::: DATA RECORDS :::

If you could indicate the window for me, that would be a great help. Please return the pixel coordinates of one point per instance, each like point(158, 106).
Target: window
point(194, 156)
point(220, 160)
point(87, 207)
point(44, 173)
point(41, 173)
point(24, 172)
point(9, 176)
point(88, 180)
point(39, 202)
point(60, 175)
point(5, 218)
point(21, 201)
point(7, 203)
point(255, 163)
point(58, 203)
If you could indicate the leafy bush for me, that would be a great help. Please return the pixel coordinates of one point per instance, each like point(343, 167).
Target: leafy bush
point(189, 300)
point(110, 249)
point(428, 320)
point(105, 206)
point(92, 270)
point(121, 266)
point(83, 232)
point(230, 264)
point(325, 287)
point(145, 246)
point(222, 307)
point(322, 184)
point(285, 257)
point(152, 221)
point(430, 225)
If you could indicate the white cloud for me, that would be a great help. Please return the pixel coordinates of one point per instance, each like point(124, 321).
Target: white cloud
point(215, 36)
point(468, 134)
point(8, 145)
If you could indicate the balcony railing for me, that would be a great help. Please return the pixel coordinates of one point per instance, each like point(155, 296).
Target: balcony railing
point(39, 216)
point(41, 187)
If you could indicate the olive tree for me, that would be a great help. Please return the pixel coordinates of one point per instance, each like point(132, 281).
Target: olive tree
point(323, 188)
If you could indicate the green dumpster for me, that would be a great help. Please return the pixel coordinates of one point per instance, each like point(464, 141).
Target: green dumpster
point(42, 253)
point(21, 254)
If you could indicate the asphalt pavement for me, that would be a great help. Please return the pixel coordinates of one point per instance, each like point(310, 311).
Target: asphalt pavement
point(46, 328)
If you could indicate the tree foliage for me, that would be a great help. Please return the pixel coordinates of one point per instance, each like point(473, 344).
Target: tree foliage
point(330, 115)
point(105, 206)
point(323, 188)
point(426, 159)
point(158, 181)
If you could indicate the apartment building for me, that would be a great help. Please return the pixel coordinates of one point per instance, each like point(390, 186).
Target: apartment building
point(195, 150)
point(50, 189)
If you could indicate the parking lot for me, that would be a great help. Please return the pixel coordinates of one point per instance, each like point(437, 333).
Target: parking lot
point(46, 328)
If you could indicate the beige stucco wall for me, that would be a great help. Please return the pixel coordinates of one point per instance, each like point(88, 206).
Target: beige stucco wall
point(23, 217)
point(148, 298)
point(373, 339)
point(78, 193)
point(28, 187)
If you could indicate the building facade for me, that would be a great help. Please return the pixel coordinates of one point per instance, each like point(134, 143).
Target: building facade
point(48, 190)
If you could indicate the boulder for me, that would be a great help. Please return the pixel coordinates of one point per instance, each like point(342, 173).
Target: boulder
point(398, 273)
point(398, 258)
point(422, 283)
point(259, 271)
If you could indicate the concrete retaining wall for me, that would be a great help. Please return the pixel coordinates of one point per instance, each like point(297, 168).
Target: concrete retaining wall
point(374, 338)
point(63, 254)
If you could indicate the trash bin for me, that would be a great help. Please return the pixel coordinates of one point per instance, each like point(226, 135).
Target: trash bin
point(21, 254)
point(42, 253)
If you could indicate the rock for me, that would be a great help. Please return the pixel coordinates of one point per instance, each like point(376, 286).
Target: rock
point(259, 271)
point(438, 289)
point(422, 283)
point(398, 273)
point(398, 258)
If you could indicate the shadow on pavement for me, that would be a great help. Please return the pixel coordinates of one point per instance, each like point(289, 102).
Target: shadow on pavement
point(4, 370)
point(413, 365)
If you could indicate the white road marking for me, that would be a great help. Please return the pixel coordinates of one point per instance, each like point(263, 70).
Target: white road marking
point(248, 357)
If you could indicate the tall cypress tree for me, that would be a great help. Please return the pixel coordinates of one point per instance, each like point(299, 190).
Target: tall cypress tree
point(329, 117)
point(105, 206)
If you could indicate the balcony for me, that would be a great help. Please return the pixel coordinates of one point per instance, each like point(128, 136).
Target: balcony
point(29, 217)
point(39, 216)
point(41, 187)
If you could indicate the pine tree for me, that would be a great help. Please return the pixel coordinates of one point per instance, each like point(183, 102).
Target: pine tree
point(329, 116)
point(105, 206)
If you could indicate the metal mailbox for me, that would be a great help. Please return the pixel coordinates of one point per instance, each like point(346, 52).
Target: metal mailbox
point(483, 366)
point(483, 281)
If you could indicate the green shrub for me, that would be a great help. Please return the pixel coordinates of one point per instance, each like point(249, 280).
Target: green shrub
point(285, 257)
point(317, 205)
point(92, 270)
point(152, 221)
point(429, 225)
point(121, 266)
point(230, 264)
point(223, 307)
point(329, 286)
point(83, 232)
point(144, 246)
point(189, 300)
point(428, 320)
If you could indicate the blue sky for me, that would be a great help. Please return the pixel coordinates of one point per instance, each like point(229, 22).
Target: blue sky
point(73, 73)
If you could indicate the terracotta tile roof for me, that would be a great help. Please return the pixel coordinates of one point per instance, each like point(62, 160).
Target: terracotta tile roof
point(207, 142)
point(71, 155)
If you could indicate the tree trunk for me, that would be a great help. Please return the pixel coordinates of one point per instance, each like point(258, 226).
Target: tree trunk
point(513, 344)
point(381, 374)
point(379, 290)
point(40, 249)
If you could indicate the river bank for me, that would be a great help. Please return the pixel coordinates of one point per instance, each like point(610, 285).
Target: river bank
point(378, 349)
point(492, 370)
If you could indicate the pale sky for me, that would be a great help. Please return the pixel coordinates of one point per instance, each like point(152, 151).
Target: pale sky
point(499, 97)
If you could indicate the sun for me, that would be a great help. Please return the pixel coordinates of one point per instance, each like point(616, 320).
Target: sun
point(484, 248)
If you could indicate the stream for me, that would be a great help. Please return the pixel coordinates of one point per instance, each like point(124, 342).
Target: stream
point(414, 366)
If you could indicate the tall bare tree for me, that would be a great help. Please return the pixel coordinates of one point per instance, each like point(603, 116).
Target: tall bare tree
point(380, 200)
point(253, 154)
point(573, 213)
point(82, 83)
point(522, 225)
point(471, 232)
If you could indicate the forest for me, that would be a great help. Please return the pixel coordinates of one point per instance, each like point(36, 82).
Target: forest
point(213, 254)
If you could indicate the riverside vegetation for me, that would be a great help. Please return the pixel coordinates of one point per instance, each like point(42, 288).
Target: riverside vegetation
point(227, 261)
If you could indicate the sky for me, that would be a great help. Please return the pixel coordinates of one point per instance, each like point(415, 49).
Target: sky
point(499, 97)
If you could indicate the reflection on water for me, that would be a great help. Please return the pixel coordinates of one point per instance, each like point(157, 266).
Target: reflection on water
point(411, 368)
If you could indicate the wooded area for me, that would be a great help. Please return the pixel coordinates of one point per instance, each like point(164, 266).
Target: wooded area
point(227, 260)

:::

> **PROBLEM**: Every line of the data above belongs in the answer, unchanged.

> **SOLUTION**:
If you could indicate the window for me, that would be a great help. Please return the pixel coordinates of one point per instance, each like point(158, 106).
Target: window
point(194, 156)
point(220, 160)
point(87, 207)
point(44, 173)
point(41, 173)
point(24, 172)
point(9, 176)
point(88, 180)
point(39, 202)
point(60, 175)
point(5, 218)
point(21, 201)
point(7, 203)
point(255, 163)
point(58, 203)
If you could indicate the leafy bush for me, that would be a great help. Please return the pixel coordinates of one point per instance, each like point(343, 167).
Target: leafy bush
point(189, 300)
point(110, 249)
point(428, 320)
point(105, 206)
point(92, 270)
point(121, 266)
point(83, 232)
point(230, 264)
point(325, 287)
point(145, 246)
point(222, 307)
point(322, 184)
point(285, 257)
point(152, 221)
point(430, 225)
If you could indicate the white cloud for me, that would be a great help. Please return the pixel coordinates of one point per instance, each like point(124, 321).
Target: white cloud
point(215, 36)
point(468, 134)
point(8, 145)
If you could indicate the balcony railing for me, that would be a great help. Please return the pixel coordinates of one point per instance, each like point(155, 296).
Target: balcony railing
point(39, 216)
point(41, 187)
If you could indicate the olive tree for me, that would be a great help. Please return the pixel coordinates of one point per instance, each like point(132, 281).
Target: olive tree
point(323, 188)
If you could indicate the green dumpster for me, that would be a great help. Please return the pixel coordinates of one point per instance, each like point(464, 141).
Target: green dumpster
point(42, 253)
point(21, 254)
If you could indicate the asphalt pavement for me, that would be a great help. Please return the pixel coordinates of one point per instance, each like point(310, 311).
Target: asphalt pavement
point(46, 328)
If you could indicate the tree foliage for me, that would be a great help. Please return the pixel coordinates of one point per instance, each like point(473, 344).
Target: tree foliage
point(330, 115)
point(105, 206)
point(323, 188)
point(426, 159)
point(158, 181)
If you could indicate the apartment building for me, that would be a great help. Please return the pixel coordinates of one point per instance, each like point(390, 186).
Target: apartment building
point(195, 150)
point(50, 189)
If you could indicate the parking lot for me, that would be a great help. Please return the pixel coordinates of one point per instance, each like point(437, 333).
Target: parking lot
point(46, 328)
If you could indicate the beige stucco wall for me, that would be a great help. Please return the pixel coordinates of one point per instance, each like point(88, 206).
Target: beige stucco wall
point(23, 217)
point(148, 298)
point(373, 339)
point(78, 193)
point(28, 187)
If you could indicate the building facade for me, that would be a great help. Please return the pixel coordinates of one point per instance, each like point(134, 143).
Target: building facade
point(48, 190)
If you could indicate the boulder for me, that would be a great help. Please return the pixel coordinates of one point per instance, each like point(342, 173).
Target: boulder
point(398, 273)
point(398, 258)
point(422, 283)
point(259, 271)
If you could indicate the concrete retaining wall for me, that would be a great help. Please return the pixel coordinates of one point per instance, each like point(297, 168).
Target: concrete retaining wall
point(374, 338)
point(63, 254)
If you could indicate the trash bin for me, that would be a great help. Please return the pixel coordinates of one point per instance, each like point(226, 135).
Target: trash bin
point(21, 254)
point(42, 253)
If you could indicate the rock for me, that would be a great help. Please return the pixel coordinates of one point per instance, each like point(376, 286).
Target: rock
point(259, 271)
point(438, 289)
point(422, 283)
point(398, 273)
point(398, 258)
If you could indicate the shadow on pavement for me, that would be a great help. Please return the pixel coordinates of one point per instance, each like point(289, 102).
Target: shadow on pavement
point(4, 370)
point(413, 365)
If you could indicate the white road marking for me, that would be a great help. Please return the pixel coordinates of one point per instance, each like point(263, 70).
Target: white road marking
point(248, 357)
If you could indicate the tall cypress tree for me, that would be a great help. Please return the pixel coordinates of one point per instance, each like point(299, 190).
Target: tall cypress tree
point(329, 117)
point(105, 206)
If you could indicate the balcony for me, that would be a great help. Please return the pixel coordinates of one point per instance, each like point(128, 136).
Target: balcony
point(29, 217)
point(39, 216)
point(41, 187)
If you could indicate the pine tree for me, that would be a great help. Please return the pixel coordinates of one point per instance, each like point(183, 102).
Target: pine tree
point(329, 116)
point(105, 206)
If you could indicate the metal mailbox for me, that would be a great help. Please return the pixel coordinates of one point per instance, each like point(346, 52).
Target: metal mailbox
point(483, 366)
point(483, 281)
If you could indicate the green shrub for me, that would be a great help. Please return the pixel coordinates of one point per instance, each like point(249, 280).
Target: green shrub
point(285, 257)
point(317, 205)
point(92, 270)
point(152, 221)
point(429, 225)
point(121, 266)
point(230, 264)
point(223, 307)
point(329, 286)
point(83, 232)
point(144, 246)
point(189, 300)
point(428, 320)
If you could indicate the blue sky for me, that would be a great help. Please return the pixel coordinates of one point per instance, each like point(229, 22).
Target: blue sky
point(73, 73)
If you could indicate the terracotta tile roof for me, that would be a great help. Please return the pixel coordinates of one point per instance, each like point(62, 160).
Target: terracotta tile roof
point(207, 142)
point(71, 155)
If you could indicate the tree trunk for me, that would be a great help. Please return the pixel coordinates of one point per instance, each like point(258, 226).
Target: tree trunk
point(513, 344)
point(381, 374)
point(379, 290)
point(40, 249)
If you could indicate the river bank for me, that would be a great help. Please return the pixel coordinates of one point per instance, each like point(610, 285).
Target: river bank
point(378, 349)
point(492, 370)
If you could indicate the pale sky for me, that would be a great help. Please return the pixel coordinates of one point per instance, each like point(152, 151).
Target: pale sky
point(499, 97)
If you could indicate the sun for me, that would be a great help. Please return the pixel coordinates of one point per instance, each like point(616, 320).
Target: sun
point(484, 248)
If you could indicate the stream for me, that would be a great help. Please return the pixel coordinates of one point per instance, each like point(124, 342).
Target: stream
point(414, 366)
If you could indicate the tall bare tree for me, that would be a great help. Please return the pixel coordinates of one point per instance, each like point(603, 116).
Target: tall bare tree
point(380, 200)
point(253, 154)
point(573, 213)
point(82, 83)
point(522, 225)
point(471, 232)
If you could indicate the forest for me, that would be a great help. Please return the pixel coordinates of one point per instance, each like point(36, 82).
Target: forest
point(213, 254)
If you could indicate the riverside vegetation for me, that would be a great help. Please return the pixel coordinates of one point per instance, each like point(42, 288).
Target: riverside vegetation
point(227, 261)
If you could indicate the sky for me, that would be a great help. Please return the pixel coordinates of one point per instance, each like point(415, 49).
Target: sky
point(499, 97)
If you could indicate the reflection on water for me, that would be a great help. Please return the pixel coordinates of one point per instance, each like point(157, 266).
Target: reflection on water
point(411, 368)
If you could indicate the wooded area for me, that would be a great help. Please return the pixel coordinates of one point per instance, each like point(164, 266).
Target: wooded area
point(227, 260)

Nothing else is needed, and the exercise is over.